GIVEN PROBLEM: Produce a verbatim transcription of the records below, beginning at the line containing "Provide the segmentation of every instance of the red" and ending at the final line; include only those lines.

ENTRIES PROVIDED:
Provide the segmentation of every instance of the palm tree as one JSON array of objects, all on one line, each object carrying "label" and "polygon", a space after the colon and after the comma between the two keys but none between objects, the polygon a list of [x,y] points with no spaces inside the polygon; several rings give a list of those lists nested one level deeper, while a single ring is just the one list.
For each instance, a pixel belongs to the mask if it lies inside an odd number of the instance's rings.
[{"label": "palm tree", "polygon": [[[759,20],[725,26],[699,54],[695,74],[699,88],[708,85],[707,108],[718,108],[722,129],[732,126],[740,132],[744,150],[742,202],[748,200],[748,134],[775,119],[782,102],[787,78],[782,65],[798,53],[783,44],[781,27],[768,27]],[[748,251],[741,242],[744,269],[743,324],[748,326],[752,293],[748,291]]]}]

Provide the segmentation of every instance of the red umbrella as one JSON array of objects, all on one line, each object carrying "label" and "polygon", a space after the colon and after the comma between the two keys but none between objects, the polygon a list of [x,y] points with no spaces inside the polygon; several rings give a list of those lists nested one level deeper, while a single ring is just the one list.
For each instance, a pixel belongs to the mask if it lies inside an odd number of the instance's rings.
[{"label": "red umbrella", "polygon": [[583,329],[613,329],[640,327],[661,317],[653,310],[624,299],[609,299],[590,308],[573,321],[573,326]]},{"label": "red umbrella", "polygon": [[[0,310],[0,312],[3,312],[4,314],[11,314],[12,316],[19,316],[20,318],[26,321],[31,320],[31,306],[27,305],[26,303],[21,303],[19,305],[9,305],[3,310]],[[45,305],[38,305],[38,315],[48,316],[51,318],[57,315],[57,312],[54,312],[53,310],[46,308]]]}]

TASK SOLUTION:
Provide the segmentation of every instance of the red umbrella as one JSON array of objects, all on one line, each object carrying "label" and "polygon", a space after the colon and after the comma between the two keys but none between objects, the polygon a list of [x,y] points with no spaces inside the polygon; several rings give a list of those lists nested one level deeper, while a single ring is just the one list.
For each instance, a pixel belongs to the mask if it lies inside an odd number of the instance's rings.
[{"label": "red umbrella", "polygon": [[583,329],[613,329],[640,327],[661,317],[653,310],[624,299],[609,299],[590,308],[573,321],[573,326]]},{"label": "red umbrella", "polygon": [[[0,310],[0,312],[3,312],[4,314],[11,314],[12,316],[19,316],[20,318],[26,321],[31,320],[31,306],[27,305],[26,303],[21,303],[19,305],[9,305],[3,310]],[[45,305],[38,305],[38,315],[48,316],[51,318],[57,315],[57,312],[54,312],[53,310],[46,308]]]}]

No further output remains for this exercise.